-- TEXT FOR ANALYSIS follows --

In a suit brought by Earthjustice Legal Defense Fund on behalf of community and environmental organizations, the Navy and General Services Administration have agreed to clean up pollution at the Navy Yard and Southeast Federal Center in Southeast Washington.

“This is pollution caused by federal activities on federal property, so it’s only fair that the Federal Government step in and take responsibility for cleanup,” said Howard Fox of Earthjustice Legal Defense Fund, attorney in the case.

Founded in 1799 on the shores of the Anacostia, the 66-acre Navy Yard is the nation’s oldest continuously operating naval facility. The adjacent 55-acre Southeast Federal Center, administered by the General Services Administration as a federal office complex, was previously part of the Navy Yard as well. Both parcels have been the site of weapons manufacturing and other activities that have left behind large quantities of toxic pollution, including polychlorinated biphenyls, mercury, lead, and hydrocarbons.

“As the people who live closest to these facilities, with children and other residents currently at risk from the pollution there, we are pleased that Navy and GSA are beginning to see the need to be good neighbors,” said Dorothea Ferrell of Barry Farm Resident Council, an association representing residents of an adjacent housing complex. “The pollution may start out on these sites, but it doesn’t stay there,” added Robert Boone of Anacostia Watershed Society, an organization that has been active in investigating and combatting pollution of the river. “Instead, it has been leaking out through storm drains into the Anacostia, where it has caused a conspicuous ‘spike’ of toxic pollutants adjacent to these sites.”

Under the settlement, the Navy and GSA agree to undertake extensive investigations of both sites – and of adjacent river sediments – to document the extent of pollution; to devise plans for cleanup; and to implement specific cleanup activities (including repair of storm sewers, treatment and removal of contaminated soils, and razing of buildings).

-- TEXT FOR ANALYSIS concluded --
-- SOURCE MATERIAL follows --

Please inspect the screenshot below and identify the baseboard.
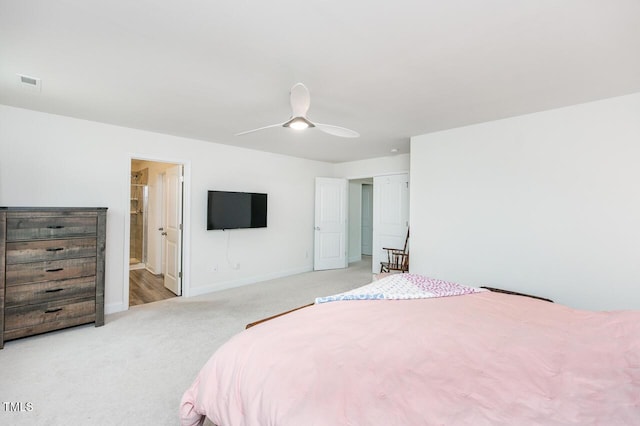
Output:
[104,303,129,315]
[184,265,313,297]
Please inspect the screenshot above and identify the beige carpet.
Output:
[0,258,372,426]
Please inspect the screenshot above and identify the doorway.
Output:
[126,158,184,307]
[349,178,373,263]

-- SOURCE MATERIAL concluded --

● WORK TASK 1
List every toxic pollutant that the text about the Navy Yard cleanup names as left behind at the two sites.
● WORK TASK 2
Rewrite the paragraph of the Navy Yard cleanup text that begins "Under the settlement" as a bulleted list of what the Navy and GSA agree to do.
● WORK TASK 3
Please write the next part of the text about the Navy Yard cleanup settlement, starting right after its final paragraph.

● EXERCISE RESULT 1
- polychlorinated biphenyls
- mercury
- lead
- hydrocarbons

● EXERCISE RESULT 2
Under the settlement, the Navy and GSA agree to:
- investigate both sites and the adjacent river sediments to document the extent of pollution
- devise plans for cleanup
- carry out specific cleanup activities, including:
  - repair of storm sewers
  - treatment and removal of contaminated soils
  - razing of buildings

● EXERCISE RESULT 3
“The pollution from these sites has contributed to the imposition of fish advisories, which unfortunately have not prevented some individuals from continuing to place themselves at risk by consuming fish from the river,” said Frazer Walton, Jr., of Kingman Park Civic Association, an organization representing the Kingman Park residential neighborhood near the sites. “The only true way to protect the community is by cleaning up the pollution before it gets into the river and the fish.” Added Brent Blackwelder of Friends of the Earth, an organization active in advocacy for the District’s environment: “Powerful federal agencies like the Navy and GSA need to lead the way in cleaning up their toxic pollution, so that the Anacostia can become the pride of the Nation’s Capital instead of its dumping ground.”

The settlement is being filed today with the United States District Court for the District of Columbia in Barry Farm Resident Council v. U.S. Dept. of Navy, D.D.C. Civ. Nos. 96-1450 HHG and 96-1700 HHG, and will take effect when signed by the Court. Plaintiffs in the suit are Barry Farm Resident Council, Kingman Park Civic Association, Anacostia Watershed Society, and Friends of the Earth.